» YOUR OBJECTIVE
Report each line in the items below that contains the word "Target", copying every such line in full.

» LISTED RECORDS
☆ ☆ ☆ ☆

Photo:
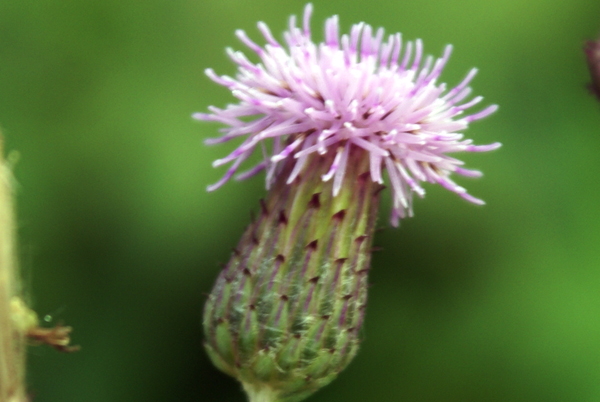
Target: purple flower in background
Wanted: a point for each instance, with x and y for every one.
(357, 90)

☆ ☆ ☆ ☆

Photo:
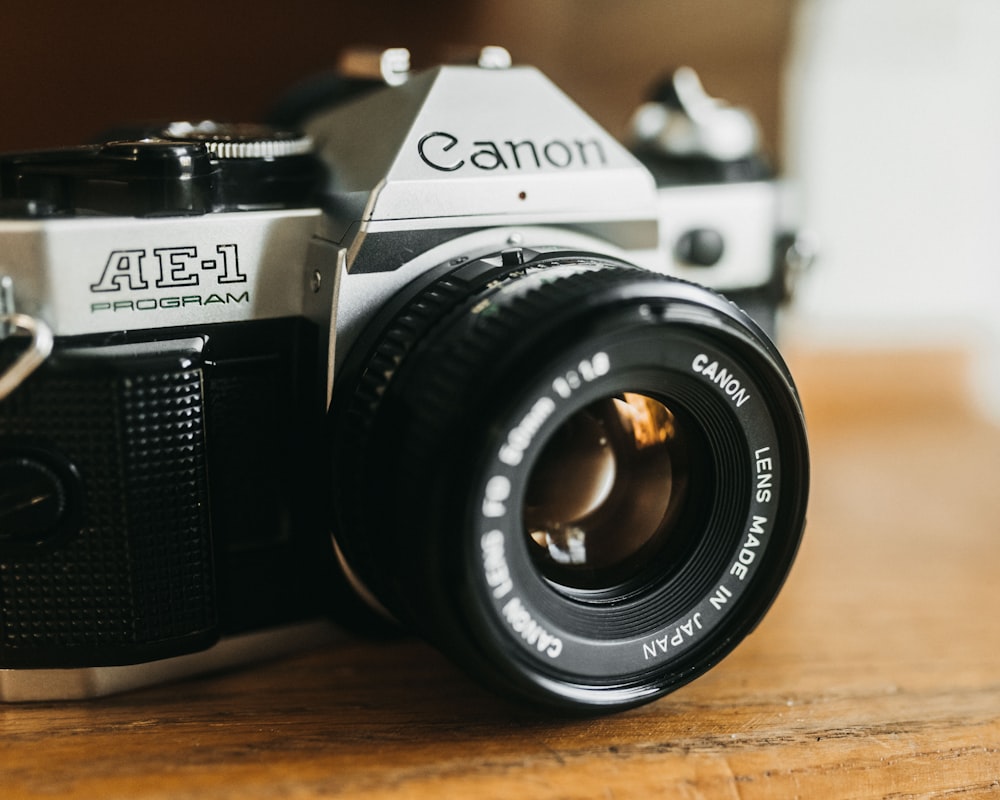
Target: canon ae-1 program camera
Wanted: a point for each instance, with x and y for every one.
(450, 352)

☆ ☆ ☆ ☆

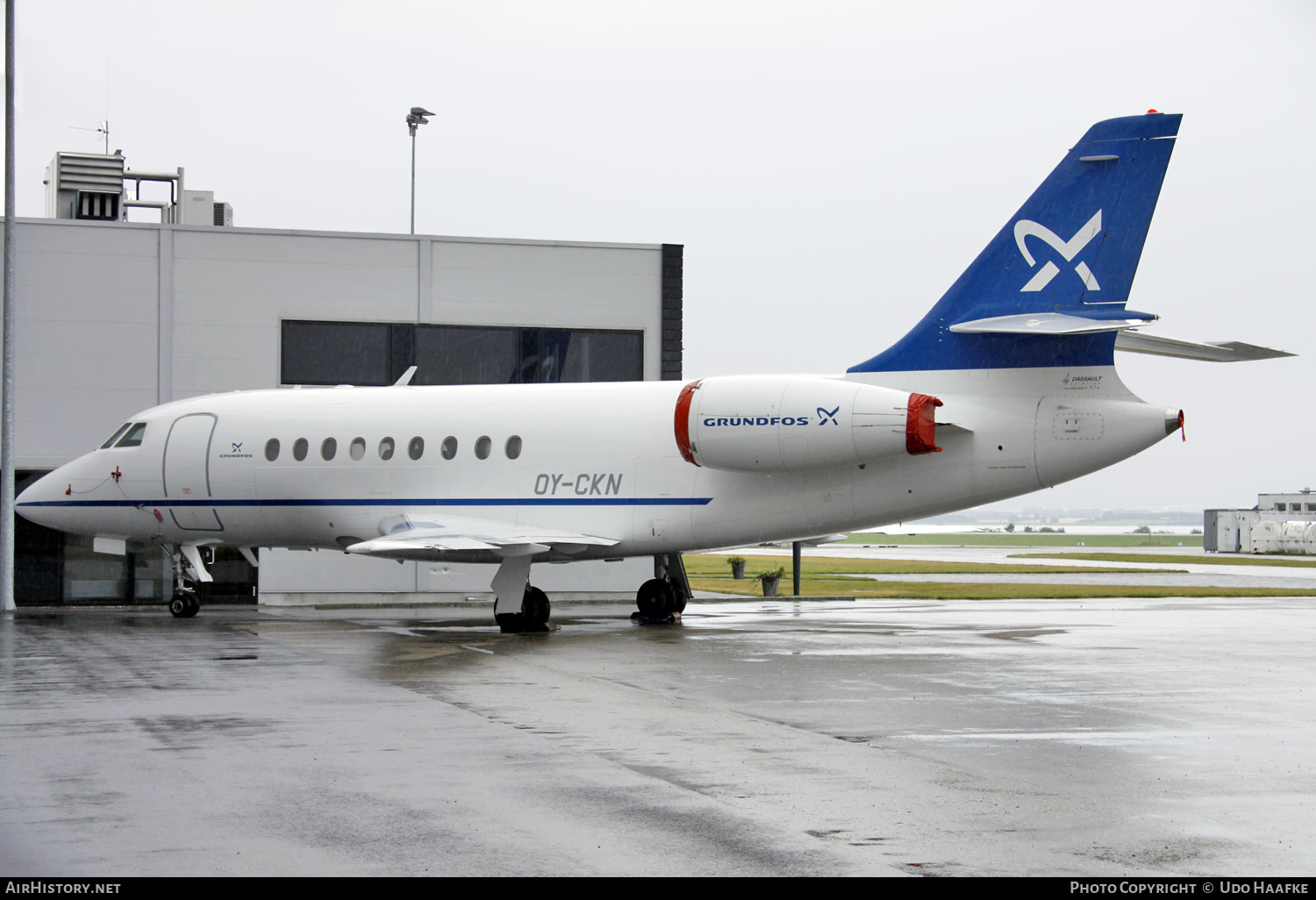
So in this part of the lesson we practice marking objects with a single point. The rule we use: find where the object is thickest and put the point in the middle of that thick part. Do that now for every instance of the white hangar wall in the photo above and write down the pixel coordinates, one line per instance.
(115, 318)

☆ ☆ ☆ ☆

» TASK RESULT
Target: purple flower in background
Target: canon ae-1 program camera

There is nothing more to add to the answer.